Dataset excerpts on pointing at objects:
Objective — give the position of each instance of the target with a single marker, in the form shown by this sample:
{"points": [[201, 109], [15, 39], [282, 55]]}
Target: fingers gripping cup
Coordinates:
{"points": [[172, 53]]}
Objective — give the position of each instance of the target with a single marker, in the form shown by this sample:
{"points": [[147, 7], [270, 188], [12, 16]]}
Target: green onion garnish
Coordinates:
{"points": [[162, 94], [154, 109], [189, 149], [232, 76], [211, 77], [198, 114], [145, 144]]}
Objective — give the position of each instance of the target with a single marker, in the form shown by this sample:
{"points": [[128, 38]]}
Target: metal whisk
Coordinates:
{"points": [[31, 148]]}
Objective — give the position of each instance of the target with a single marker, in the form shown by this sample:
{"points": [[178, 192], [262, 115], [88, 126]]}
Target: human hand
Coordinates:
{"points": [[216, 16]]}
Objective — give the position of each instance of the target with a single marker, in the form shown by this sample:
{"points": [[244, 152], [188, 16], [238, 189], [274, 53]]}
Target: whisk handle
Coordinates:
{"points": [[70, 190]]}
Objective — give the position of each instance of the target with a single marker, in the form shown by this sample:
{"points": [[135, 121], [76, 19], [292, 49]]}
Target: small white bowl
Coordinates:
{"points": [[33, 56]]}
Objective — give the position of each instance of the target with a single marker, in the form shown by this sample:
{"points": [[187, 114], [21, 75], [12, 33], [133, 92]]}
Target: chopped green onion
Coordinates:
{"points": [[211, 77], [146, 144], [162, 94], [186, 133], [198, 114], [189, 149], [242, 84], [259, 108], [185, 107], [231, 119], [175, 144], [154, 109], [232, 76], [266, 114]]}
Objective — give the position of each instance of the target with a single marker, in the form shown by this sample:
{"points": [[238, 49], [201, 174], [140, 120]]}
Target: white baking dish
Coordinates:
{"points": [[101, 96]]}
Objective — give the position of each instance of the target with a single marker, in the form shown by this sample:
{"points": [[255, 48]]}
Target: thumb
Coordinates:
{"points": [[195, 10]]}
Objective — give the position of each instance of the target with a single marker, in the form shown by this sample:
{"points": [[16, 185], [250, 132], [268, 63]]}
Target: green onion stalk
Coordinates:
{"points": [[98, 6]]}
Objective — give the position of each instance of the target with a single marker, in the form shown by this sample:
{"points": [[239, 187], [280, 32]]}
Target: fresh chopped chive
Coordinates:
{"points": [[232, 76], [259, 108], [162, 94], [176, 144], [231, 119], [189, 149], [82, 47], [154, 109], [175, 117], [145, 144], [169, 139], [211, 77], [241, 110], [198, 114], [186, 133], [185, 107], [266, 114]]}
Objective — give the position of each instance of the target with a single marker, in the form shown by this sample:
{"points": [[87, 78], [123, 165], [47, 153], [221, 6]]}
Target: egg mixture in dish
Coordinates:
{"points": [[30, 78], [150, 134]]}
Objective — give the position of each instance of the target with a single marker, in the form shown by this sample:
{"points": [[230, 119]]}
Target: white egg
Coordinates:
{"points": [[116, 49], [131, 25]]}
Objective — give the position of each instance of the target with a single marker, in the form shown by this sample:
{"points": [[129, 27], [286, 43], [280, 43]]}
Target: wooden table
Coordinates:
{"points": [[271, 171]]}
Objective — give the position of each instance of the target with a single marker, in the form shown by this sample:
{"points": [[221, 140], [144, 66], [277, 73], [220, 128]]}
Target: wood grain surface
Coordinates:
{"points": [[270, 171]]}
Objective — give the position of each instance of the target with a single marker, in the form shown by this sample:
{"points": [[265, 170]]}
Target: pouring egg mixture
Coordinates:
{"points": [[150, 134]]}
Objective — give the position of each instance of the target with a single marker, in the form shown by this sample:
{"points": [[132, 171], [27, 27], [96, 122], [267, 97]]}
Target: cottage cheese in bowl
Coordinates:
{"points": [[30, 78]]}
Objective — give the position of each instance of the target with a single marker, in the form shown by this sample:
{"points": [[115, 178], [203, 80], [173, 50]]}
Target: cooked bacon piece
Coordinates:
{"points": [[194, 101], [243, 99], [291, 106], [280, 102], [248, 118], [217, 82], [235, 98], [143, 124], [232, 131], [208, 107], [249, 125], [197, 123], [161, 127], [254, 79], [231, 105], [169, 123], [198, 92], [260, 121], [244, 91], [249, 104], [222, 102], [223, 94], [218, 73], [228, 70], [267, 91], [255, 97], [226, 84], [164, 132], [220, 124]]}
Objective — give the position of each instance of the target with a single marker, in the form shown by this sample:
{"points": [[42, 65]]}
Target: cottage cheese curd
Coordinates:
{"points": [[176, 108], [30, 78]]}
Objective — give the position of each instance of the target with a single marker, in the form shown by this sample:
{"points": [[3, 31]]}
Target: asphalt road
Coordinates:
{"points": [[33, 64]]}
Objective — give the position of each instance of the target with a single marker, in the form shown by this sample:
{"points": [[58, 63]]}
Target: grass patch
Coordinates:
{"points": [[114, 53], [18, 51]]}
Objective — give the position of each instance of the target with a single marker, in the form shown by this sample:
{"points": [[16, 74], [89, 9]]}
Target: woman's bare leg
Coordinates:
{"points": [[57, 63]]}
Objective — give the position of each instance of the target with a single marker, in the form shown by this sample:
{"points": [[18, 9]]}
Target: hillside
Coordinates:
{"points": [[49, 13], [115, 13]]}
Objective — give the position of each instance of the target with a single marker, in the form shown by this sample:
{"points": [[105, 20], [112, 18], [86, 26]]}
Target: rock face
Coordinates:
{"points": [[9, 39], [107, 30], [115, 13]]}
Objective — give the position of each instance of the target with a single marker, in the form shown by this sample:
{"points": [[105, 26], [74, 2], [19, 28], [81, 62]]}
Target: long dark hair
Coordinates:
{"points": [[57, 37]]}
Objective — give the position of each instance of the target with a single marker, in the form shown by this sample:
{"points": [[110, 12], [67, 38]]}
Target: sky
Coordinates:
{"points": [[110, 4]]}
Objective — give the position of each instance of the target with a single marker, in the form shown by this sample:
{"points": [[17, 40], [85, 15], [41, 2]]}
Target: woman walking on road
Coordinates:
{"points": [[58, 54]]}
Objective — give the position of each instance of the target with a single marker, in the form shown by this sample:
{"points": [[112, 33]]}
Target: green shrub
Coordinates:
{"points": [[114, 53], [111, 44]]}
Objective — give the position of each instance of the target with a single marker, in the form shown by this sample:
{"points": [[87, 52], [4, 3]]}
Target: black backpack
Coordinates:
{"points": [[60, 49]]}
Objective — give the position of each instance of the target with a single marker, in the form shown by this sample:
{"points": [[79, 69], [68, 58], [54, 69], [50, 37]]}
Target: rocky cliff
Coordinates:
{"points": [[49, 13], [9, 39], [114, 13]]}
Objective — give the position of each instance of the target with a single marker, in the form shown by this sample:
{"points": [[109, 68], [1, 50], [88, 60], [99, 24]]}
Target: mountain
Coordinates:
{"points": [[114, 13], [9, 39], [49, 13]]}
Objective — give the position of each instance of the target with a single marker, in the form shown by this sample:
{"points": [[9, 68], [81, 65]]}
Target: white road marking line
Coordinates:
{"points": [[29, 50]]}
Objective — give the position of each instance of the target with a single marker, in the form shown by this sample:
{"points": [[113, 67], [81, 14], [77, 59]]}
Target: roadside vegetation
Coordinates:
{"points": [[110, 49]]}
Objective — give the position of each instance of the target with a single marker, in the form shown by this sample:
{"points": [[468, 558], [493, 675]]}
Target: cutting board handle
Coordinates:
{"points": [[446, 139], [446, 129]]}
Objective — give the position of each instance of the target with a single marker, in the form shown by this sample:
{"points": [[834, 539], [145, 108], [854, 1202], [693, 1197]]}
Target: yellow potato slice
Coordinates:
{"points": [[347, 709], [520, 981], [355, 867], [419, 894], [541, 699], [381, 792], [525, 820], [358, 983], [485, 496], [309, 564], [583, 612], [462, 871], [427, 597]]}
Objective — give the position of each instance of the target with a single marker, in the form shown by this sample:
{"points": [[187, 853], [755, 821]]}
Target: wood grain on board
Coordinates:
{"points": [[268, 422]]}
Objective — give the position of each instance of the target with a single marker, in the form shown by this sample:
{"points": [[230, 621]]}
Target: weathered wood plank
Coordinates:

== Exercise ==
Count the lines in the rows above that contain the string "cheese", treating uppercase and lowercase as different, and give only the number.

== Result for this task ==
2